## [Exercise aim]
Some lines in the data below hold the string "with". Report how many, as a bare number.

## [Records for the exercise]
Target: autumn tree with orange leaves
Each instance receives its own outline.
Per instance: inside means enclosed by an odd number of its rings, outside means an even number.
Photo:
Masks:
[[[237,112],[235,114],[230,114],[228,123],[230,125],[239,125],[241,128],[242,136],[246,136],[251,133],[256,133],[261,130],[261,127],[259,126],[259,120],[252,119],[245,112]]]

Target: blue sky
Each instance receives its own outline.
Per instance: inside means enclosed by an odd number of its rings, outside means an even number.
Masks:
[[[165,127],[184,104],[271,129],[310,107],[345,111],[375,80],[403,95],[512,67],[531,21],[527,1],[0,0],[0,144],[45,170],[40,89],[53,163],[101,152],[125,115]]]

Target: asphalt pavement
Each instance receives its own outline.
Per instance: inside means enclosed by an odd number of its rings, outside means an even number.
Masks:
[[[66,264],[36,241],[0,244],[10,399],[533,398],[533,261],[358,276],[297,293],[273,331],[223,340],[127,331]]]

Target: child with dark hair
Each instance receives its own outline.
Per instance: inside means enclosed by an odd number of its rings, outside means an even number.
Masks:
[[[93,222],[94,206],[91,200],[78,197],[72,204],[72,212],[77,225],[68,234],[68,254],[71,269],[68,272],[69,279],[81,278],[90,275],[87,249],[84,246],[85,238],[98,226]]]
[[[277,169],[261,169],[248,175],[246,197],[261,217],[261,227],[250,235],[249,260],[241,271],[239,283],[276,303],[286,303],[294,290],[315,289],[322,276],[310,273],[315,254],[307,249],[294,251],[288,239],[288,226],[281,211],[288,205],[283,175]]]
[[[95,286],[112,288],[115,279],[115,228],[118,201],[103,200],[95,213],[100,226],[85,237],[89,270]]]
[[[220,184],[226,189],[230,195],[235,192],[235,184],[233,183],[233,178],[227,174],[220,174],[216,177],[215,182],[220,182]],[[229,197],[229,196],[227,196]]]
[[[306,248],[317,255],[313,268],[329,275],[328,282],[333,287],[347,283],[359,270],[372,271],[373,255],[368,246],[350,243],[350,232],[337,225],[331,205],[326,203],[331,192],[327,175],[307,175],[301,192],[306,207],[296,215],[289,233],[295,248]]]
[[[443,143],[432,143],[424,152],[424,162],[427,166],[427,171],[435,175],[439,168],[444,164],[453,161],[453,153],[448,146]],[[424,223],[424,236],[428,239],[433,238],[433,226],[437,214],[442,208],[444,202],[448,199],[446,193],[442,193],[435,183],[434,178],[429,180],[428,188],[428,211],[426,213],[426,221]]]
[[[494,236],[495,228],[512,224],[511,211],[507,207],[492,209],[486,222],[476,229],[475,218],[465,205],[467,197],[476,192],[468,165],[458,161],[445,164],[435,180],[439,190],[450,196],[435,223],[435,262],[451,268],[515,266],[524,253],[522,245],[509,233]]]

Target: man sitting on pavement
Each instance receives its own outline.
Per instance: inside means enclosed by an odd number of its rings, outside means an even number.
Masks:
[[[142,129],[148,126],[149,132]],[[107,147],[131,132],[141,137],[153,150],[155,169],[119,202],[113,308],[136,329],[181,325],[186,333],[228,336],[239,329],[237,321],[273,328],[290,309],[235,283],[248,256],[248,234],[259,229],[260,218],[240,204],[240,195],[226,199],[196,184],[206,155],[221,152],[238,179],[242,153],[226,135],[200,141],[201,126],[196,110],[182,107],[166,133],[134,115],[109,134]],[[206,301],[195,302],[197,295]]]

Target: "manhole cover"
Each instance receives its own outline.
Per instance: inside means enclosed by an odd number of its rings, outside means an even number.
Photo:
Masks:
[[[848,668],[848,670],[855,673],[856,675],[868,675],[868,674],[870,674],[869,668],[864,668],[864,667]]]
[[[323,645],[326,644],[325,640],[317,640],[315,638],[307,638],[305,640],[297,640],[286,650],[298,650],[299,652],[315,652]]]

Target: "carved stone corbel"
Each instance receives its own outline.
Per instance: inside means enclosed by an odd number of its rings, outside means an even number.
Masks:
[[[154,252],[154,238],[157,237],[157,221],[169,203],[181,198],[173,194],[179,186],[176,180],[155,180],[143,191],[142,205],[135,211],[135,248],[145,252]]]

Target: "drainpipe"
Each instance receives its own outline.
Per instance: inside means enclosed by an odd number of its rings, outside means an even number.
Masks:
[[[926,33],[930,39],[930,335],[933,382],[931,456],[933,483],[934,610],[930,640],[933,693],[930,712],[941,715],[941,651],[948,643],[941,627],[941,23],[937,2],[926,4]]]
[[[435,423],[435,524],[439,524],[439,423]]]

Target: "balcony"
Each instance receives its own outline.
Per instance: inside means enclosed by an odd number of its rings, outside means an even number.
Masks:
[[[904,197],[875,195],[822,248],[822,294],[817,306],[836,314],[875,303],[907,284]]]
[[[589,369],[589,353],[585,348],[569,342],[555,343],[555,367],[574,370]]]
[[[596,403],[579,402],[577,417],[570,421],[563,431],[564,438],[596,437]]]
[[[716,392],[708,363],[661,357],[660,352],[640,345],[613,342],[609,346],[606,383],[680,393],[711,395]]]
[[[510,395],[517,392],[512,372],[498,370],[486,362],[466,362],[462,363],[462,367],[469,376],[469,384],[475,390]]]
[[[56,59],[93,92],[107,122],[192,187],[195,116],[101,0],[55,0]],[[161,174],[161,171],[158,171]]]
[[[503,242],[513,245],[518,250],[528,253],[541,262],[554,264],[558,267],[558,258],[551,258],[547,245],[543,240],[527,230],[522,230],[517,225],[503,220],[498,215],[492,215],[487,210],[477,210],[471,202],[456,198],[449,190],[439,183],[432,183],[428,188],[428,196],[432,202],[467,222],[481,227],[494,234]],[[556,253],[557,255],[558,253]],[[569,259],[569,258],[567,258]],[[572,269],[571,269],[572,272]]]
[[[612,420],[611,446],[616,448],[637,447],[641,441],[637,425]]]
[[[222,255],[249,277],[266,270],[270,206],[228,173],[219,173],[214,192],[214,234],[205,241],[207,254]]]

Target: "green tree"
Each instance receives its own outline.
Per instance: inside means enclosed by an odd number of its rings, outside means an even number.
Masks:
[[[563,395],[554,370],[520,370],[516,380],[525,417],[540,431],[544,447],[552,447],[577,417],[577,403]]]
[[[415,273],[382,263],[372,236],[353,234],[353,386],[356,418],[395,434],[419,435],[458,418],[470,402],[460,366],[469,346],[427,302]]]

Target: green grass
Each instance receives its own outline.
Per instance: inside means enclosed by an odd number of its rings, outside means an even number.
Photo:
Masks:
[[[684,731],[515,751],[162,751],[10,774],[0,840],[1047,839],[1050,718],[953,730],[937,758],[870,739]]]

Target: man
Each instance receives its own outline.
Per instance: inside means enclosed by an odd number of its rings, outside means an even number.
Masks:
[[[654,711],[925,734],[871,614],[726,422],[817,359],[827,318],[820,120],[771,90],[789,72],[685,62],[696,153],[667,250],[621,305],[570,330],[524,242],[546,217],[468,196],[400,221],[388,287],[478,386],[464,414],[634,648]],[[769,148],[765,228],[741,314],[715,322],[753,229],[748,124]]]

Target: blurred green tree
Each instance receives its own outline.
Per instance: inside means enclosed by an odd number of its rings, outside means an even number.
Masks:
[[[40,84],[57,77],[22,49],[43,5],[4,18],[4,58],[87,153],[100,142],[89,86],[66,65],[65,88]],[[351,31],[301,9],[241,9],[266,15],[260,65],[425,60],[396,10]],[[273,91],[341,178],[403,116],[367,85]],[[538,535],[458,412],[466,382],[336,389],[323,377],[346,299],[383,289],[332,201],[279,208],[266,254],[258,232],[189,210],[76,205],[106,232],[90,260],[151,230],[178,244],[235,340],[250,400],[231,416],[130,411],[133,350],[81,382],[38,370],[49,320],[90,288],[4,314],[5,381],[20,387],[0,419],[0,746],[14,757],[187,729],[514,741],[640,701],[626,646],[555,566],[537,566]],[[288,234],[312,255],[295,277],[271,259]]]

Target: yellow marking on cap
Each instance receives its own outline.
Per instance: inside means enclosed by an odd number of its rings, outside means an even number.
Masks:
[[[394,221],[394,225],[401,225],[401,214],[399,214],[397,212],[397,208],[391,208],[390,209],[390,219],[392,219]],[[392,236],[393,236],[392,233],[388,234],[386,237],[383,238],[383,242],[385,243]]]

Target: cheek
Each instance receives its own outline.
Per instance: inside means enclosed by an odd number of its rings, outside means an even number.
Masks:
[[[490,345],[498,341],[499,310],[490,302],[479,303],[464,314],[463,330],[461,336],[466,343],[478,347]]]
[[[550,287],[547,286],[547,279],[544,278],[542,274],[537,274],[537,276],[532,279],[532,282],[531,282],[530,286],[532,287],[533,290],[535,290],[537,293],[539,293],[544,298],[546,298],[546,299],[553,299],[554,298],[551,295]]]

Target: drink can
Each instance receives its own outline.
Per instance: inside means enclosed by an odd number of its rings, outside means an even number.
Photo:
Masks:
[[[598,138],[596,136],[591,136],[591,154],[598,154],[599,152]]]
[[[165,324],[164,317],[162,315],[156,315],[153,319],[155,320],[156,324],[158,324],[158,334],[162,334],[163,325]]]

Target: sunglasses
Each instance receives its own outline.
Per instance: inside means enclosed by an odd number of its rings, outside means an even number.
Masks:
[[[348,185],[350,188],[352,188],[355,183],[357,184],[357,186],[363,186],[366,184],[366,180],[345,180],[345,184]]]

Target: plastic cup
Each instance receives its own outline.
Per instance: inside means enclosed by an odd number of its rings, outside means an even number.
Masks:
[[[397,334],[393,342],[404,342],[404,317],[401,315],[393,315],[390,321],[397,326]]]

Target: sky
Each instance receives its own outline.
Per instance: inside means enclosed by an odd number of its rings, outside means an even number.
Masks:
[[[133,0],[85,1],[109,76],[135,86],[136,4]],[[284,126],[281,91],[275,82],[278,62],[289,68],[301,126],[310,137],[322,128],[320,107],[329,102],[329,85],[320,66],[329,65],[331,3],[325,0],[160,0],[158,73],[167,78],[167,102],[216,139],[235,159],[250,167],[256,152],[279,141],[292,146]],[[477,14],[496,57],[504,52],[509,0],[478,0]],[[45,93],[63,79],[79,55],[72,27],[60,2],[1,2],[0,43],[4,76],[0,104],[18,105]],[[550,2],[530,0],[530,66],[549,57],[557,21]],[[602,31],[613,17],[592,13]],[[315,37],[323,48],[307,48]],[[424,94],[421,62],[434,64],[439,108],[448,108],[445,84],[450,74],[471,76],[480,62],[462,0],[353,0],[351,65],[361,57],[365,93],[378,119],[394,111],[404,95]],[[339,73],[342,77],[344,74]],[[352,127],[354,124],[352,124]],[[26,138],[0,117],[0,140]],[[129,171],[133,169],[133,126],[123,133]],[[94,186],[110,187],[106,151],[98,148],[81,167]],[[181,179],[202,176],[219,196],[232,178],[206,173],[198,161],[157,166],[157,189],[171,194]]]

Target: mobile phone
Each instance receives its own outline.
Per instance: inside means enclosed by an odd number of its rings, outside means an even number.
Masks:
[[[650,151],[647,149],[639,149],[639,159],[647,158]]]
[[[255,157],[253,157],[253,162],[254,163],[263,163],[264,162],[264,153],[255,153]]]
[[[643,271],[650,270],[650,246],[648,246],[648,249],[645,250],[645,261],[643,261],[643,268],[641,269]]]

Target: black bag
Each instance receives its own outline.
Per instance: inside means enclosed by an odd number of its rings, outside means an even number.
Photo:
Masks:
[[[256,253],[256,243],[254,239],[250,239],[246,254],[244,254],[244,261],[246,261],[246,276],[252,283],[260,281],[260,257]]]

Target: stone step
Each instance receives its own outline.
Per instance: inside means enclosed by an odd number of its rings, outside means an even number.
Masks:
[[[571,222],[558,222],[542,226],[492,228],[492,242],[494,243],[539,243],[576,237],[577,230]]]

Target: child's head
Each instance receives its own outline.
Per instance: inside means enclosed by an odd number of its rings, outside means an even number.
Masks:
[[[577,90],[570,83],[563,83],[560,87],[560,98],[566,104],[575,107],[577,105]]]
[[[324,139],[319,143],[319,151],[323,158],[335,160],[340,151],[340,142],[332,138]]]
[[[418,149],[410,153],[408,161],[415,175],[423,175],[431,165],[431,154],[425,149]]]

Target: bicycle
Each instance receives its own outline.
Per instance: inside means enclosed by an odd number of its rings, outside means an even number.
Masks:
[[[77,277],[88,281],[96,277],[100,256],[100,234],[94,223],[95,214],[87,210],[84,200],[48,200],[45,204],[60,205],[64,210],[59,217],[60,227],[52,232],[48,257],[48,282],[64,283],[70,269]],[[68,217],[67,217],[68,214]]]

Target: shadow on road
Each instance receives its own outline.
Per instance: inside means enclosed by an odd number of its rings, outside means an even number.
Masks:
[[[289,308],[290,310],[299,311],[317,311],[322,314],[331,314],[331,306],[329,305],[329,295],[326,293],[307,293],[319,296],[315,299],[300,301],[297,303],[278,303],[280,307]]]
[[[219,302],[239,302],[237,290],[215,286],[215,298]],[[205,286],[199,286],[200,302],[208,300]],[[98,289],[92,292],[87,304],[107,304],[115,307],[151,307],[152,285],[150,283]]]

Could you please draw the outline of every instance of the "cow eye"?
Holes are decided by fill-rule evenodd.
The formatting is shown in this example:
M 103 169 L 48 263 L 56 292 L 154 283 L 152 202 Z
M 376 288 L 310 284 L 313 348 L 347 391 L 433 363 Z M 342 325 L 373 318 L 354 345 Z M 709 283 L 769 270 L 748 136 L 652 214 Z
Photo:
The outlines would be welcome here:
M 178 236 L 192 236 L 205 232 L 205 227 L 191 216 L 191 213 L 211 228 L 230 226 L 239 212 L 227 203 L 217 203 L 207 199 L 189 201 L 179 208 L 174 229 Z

## [Answer below]
2